:: PROBLEM DESCRIPTION ::
Every line below that holds the string "background" must be copied.

****

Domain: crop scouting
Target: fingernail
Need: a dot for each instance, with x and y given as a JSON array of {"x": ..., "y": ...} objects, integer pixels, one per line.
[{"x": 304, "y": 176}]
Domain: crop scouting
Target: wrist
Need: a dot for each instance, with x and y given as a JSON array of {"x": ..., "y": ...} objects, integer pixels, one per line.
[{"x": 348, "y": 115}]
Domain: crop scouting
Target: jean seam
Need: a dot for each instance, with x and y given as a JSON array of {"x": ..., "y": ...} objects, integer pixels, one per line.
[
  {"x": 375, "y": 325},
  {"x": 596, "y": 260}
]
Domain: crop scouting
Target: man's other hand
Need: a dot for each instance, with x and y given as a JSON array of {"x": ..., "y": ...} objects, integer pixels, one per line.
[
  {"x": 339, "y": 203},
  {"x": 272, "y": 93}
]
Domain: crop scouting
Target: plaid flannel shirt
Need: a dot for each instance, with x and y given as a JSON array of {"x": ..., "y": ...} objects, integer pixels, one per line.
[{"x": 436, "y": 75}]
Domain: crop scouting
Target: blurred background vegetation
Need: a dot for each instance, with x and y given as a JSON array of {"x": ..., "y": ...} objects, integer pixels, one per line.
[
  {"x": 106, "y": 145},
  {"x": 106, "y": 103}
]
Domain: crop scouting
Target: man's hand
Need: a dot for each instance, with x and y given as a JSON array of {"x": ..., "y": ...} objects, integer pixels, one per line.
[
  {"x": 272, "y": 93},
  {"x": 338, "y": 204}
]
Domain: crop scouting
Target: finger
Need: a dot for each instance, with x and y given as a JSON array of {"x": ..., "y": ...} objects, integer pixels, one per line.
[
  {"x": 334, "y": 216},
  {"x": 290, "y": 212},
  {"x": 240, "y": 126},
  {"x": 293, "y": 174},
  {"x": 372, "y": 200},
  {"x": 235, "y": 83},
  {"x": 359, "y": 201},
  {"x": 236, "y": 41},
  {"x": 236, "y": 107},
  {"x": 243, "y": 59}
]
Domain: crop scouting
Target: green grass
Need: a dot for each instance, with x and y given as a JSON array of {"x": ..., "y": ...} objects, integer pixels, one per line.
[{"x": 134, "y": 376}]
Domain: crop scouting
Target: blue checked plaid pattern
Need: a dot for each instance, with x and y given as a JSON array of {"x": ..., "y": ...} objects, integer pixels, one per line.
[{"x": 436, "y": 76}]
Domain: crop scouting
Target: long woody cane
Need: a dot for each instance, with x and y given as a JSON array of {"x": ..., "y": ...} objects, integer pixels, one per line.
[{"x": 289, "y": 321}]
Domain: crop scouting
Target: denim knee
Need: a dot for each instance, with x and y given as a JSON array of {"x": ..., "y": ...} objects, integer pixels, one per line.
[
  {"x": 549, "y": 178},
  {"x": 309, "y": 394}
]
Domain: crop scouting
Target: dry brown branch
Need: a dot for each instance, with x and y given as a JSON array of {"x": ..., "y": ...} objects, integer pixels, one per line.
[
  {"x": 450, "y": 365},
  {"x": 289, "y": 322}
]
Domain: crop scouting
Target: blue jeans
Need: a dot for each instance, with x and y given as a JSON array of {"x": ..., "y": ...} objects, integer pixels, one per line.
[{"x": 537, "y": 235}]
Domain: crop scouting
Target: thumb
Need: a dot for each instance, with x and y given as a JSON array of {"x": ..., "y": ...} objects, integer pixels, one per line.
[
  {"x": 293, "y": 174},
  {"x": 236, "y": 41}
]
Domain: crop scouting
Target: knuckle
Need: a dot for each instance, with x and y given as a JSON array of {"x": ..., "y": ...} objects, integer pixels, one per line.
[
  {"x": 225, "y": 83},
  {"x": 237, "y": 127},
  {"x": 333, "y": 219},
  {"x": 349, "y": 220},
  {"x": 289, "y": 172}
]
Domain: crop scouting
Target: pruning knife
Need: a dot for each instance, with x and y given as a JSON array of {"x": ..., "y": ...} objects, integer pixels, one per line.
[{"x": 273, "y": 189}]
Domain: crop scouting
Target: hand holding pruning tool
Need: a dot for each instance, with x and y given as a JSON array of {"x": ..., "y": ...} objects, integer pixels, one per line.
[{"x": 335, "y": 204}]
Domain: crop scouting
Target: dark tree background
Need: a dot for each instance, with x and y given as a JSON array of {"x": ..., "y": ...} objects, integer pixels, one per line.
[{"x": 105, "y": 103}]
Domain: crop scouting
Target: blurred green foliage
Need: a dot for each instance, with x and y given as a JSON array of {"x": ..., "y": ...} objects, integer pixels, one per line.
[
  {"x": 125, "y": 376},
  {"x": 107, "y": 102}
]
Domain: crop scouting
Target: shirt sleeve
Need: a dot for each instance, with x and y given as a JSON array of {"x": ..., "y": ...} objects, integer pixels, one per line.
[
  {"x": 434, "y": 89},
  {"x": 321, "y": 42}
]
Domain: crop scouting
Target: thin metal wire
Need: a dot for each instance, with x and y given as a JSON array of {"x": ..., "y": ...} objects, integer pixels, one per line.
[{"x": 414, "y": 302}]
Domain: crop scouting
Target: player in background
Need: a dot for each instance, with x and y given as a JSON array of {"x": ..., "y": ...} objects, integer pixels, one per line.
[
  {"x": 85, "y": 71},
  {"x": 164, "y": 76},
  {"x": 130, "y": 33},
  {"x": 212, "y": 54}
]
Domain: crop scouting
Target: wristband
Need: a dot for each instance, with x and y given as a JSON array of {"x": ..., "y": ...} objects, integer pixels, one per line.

****

:: PROBLEM SOLUTION ::
Target: blurred background vegetation
Target: dark tree background
Target: player in background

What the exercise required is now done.